## TESTO ESTRATTO
+++
Per amore della Pachamama
In attesa del Vertice Rio+20.
Incontriamo a Quito Alberto Acosta, economista della FLACSO, ispiratore delle Campagne sulla cancellazione del debito estero e grande studioso dei temi del debito ecologico e dei diritti della madre terra, nonché già Presidente dell’Assemblea Costituente dell’Ecuador. Per anni ha collaborato con la Fondazione Friedrich Ebert. A lui chiediamo di spiegarci il concetto di debito ecologico, le sue ricadute operative, e come il tema del debito ecologico si inserisca in un percorso critico nei confronti del concetto di sviluppo sostenibile. Un tema attuale, visto il prossimo Vertice ONU Rio+20, che si terrà nella metropoli brasiliana nel giugno di quest’anno, a suggellare i venti anni passati dalla conferenza su Sviluppo e Ambiente UNCED.
Come si può definire il concetto di debito ecologico? Come si possono delineare le implicazioni concrete, in termini di politiche locali, globali e nazionali che facciano perno su tale principio e sulla restituzione del debito?
+++
## DATI ARCHIVIATI
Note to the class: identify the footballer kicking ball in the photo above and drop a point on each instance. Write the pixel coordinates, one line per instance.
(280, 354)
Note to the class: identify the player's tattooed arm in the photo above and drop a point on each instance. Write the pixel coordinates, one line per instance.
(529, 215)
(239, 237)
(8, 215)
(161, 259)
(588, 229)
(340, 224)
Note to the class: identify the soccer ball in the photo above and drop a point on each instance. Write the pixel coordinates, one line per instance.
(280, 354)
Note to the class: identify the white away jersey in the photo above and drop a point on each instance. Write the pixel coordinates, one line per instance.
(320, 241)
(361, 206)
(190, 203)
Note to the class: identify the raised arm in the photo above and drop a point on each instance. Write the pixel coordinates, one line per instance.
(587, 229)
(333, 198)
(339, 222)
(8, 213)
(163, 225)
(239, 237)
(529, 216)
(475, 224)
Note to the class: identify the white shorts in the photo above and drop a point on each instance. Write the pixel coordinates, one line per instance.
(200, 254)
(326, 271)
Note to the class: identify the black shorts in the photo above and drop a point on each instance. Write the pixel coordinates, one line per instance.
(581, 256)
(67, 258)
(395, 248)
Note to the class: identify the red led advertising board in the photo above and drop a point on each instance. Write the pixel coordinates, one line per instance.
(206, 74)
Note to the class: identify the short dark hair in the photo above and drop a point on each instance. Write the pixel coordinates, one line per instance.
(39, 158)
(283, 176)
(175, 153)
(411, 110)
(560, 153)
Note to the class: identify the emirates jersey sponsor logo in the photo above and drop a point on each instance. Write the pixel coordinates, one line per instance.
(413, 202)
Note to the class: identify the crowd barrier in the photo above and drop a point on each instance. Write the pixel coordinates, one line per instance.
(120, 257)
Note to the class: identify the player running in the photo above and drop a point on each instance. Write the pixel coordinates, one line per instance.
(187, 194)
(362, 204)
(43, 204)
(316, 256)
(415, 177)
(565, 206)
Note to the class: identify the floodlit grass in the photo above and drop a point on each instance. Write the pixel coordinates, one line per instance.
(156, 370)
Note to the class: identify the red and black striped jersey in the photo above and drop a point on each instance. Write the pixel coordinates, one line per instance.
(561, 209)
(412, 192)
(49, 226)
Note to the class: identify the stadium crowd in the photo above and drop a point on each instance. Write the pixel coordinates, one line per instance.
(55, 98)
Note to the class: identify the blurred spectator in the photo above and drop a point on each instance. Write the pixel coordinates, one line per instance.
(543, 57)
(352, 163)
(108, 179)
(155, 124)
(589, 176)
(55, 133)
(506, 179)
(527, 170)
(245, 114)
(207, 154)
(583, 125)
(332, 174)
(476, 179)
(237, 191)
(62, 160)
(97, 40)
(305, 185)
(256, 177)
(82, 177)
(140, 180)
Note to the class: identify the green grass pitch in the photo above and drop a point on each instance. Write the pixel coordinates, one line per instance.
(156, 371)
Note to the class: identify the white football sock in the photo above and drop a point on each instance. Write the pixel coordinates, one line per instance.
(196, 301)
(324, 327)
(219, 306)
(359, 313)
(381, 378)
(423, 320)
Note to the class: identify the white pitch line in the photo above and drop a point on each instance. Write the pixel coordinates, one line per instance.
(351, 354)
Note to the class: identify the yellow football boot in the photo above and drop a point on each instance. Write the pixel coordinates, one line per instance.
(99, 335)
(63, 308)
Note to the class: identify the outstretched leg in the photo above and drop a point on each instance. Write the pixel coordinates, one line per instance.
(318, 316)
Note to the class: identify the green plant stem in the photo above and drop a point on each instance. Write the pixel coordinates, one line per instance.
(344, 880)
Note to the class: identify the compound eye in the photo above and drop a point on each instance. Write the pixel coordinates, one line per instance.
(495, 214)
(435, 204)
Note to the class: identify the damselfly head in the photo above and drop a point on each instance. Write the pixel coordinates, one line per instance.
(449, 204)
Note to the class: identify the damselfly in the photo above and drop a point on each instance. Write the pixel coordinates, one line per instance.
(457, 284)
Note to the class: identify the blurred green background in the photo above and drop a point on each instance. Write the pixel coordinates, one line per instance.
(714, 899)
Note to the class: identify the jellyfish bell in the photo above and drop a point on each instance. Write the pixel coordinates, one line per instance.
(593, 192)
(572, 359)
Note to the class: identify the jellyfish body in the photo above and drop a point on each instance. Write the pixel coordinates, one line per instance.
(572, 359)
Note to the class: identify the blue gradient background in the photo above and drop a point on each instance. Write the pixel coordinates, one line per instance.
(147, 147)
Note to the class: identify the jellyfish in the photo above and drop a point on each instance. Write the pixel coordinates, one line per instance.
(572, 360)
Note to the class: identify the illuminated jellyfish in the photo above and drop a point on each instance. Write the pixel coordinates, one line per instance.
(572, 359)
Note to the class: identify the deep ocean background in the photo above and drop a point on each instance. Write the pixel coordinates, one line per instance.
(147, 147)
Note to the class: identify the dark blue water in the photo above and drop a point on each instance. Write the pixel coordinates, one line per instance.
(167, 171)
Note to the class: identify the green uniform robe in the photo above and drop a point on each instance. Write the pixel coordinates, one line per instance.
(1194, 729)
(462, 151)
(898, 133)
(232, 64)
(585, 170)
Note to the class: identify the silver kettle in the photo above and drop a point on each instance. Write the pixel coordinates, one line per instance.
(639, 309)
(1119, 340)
+++
## ESERCIZIO PROPOSTO 1
Risponda brevemente alle seguenti domande sul testo estratto.
(a) In quale città viene incontrato Alberto Acosta?
(b) Con quale fondazione ha collaborato per anni?
(c) Quali tre livelli di politiche vengono menzionati nelle domande finali?
## ESERCIZIO PROPOSTO 2
Trascriva fedelmente il passo del testo estratto che va da "Incontriamo a Quito" fino a "e Ambiente UNCED.".

## SOLUZIONE 1
(a) A Quito.
(b) Con la Fondazione Friedrich Ebert.
(c) Politiche locali, globali e nazionali.

## SOLUZIONE 2
Incontriamo a Quito Alberto Acosta, economista della FLACSO, ispiratore delle Campagne sulla cancellazione del debito estero e grande studioso dei temi del debito ecologico e dei diritti della madre terra, nonché già Presidente dell’Assemblea Costituente dell’Ecuador. Per anni ha collaborato con la Fondazione Friedrich Ebert. A lui chiediamo di spiegarci il concetto di debito ecologico, le sue ricadute operative, e come il tema del debito ecologico si inserisca in un percorso critico nei confronti del concetto di sviluppo sostenibile. Un tema attuale, visto il prossimo Vertice ONU Rio+20, che si terrà nella metropoli brasiliana nel giugno di quest’anno, a suggellare i venti anni passati dalla conferenza su Sviluppo e Ambiente UNCED.